▸ **TO DO**
Can you continue the blog post about stairways and its comment thread from the point where it stops?
━━━━━ GIVEN PASSAGE ━━━━━
May 07, 2006

San Francisco Stairways #3

Well, actually this stair is not in San Francisco. It's on Angel Island, in San Francisco Bay, which is where the Weidners spent the weekend, travelling over on the ferry and hiking in to one of the small number of campsites...

Stair on Angel Island trail
.

We got our favorite spot again, campsite #3. (You have to reserve them way in advance.)

Angel Island campsite

Posted by John Weidner at May 7, 2006 04:09 PM
Comments

Looks gorgeous.

Have you ever explained your fascination with stairways? If so, I missed it.

Posted by: lyle at May 8, 2006 01:00 AM

Well, I've always liked them, since the long-ago days when I came to school in Berkeley, and, coming from a somewhat bland suburban environment in South California, discovered stairways in places like Strawberry Canyon. I was thrilled.

I love walking and hiking, and discovered that urban hiking (in places not destroyed by the thrice-damnable "modern architect") was my favorite sort. SF is an order-of-magnitude better for this than Berkeley was.

And then recently my doctor suggested that I should get some daily aerobic exercise. And since my time is in extremely short supply, and I drive by certain stairways almost daily, I started stopping for a quick run up the hill. It's great exercise. (What I would really like would be a sort of MC Escher stair, that only goes up, and does not require the tiresome necessity of going back down.)

Posted by: John Weidner at May 8, 2006 07:43 AM

Awesome. Wish I was there.

Posted by: Scott Thorpe at May 8, 2006 10:34 AM

I was wondering from an artist's perspective.

An artist chooses subject matter because it reflects himself in some way. For example, right now I'm painting a cupola on top of an old rooming house. It's a place from which you can see a great distance but it's also a place where you can't live a life. It's a metaphor of a head without a body and a consideration of the life of the mind in isolation.

So naturally I wondered whether there was a psychological resonance in your appreciation for stairways. You seem especially delighted in the kind that you come upon unexpectedly, that takes surprise turns, and renders a altered view with every upward step. You are thrilled by the stairs ascending but find the return to earth a tiresome necessity.

If you were an artist, you'd probably paint stairways.

Posted by: lyle at May 8, 2006 05:34 PM

Perceptive.

I would never paint a cupola. I probably wouldn't even go in a cupola. I am anti-cupola.
━━━━━ INFORMATION SHOWN ━━━━━
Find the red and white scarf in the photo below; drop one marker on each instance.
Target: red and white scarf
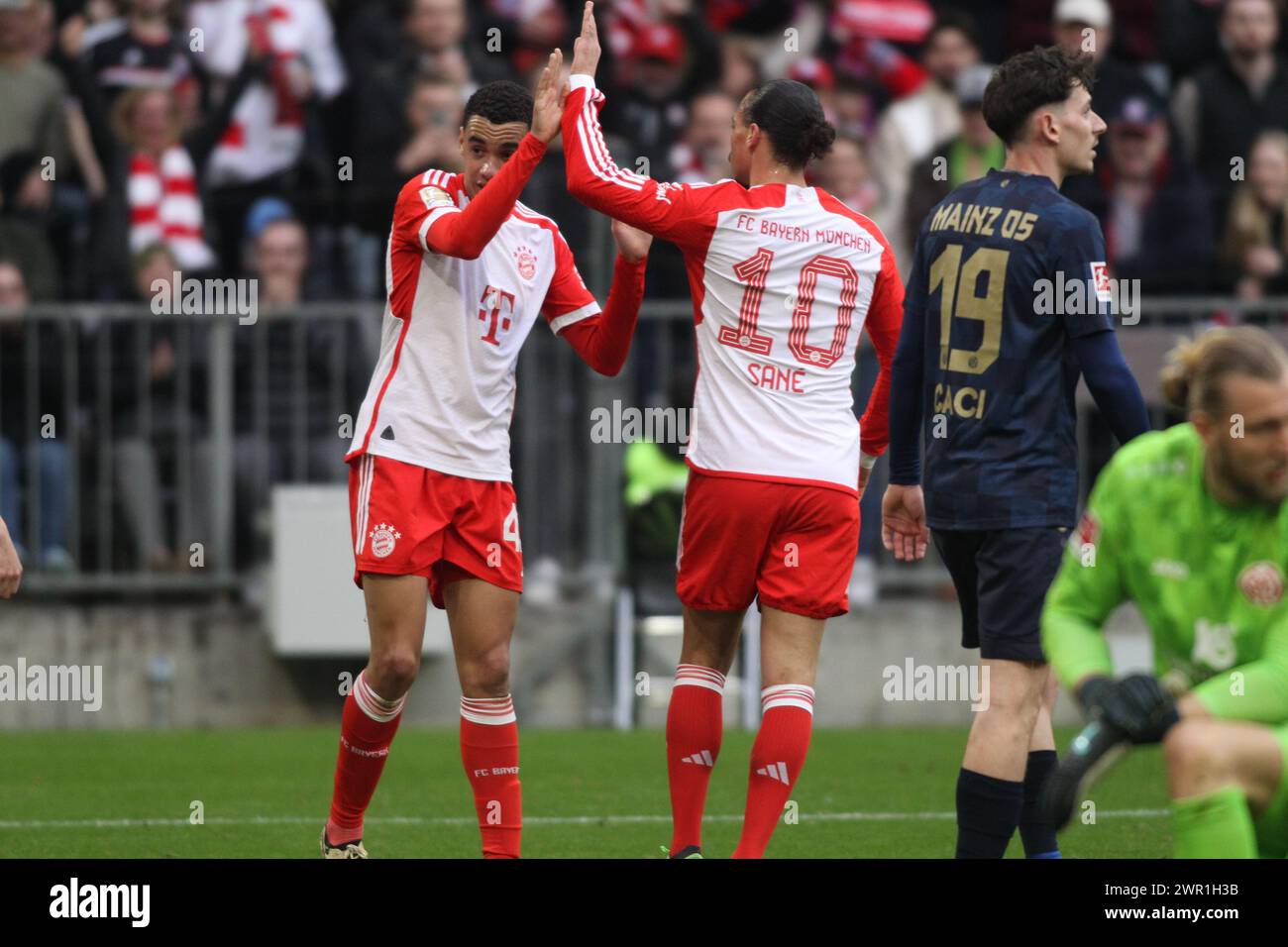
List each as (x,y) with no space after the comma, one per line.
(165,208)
━━━━━
▸ **SOLVED PROBLEM**
The paintings I would paint, if I could paint, include wandering mysterious forest paths with stone steps, often blending into soil and fallen leaves so that it is not clear if they are natural or man-made.

More generally, I love things that combine order with complexity. The intricate repeating patterns of ferns thrill me; a shapeless plant I find boring no matter how lovely the flowers or leaves. Louis Sullivan is one of my heroes.

The "the life of the mind in isolation" is a nightmare to me. Which is part of why I am moving into the Catholic ambit. Catholicism is very "thingy" and sensuous and full of stuff you can touch and do and smell.

Posted by: John Weidner at May 8, 2006 06:31 PM

You would not like my cupola painting. It's good work - vivid, tactile, and convincing - but there is an unwelcome undertone of threat. It was supposed to be about the mind and faith but I think it's about the brain and dogma.

There's something optimistic about stairways, especially out of doors. I'll add them to my list of things to look for. For years I photographed bridges - I even made a girlfriend park on a busy bridge in a sleet storm so I could snap a parallel bridge - but they never quite expressed what I had in mind. They make connections but don't advance. A stairway might be a more useful metaphor. Thanks.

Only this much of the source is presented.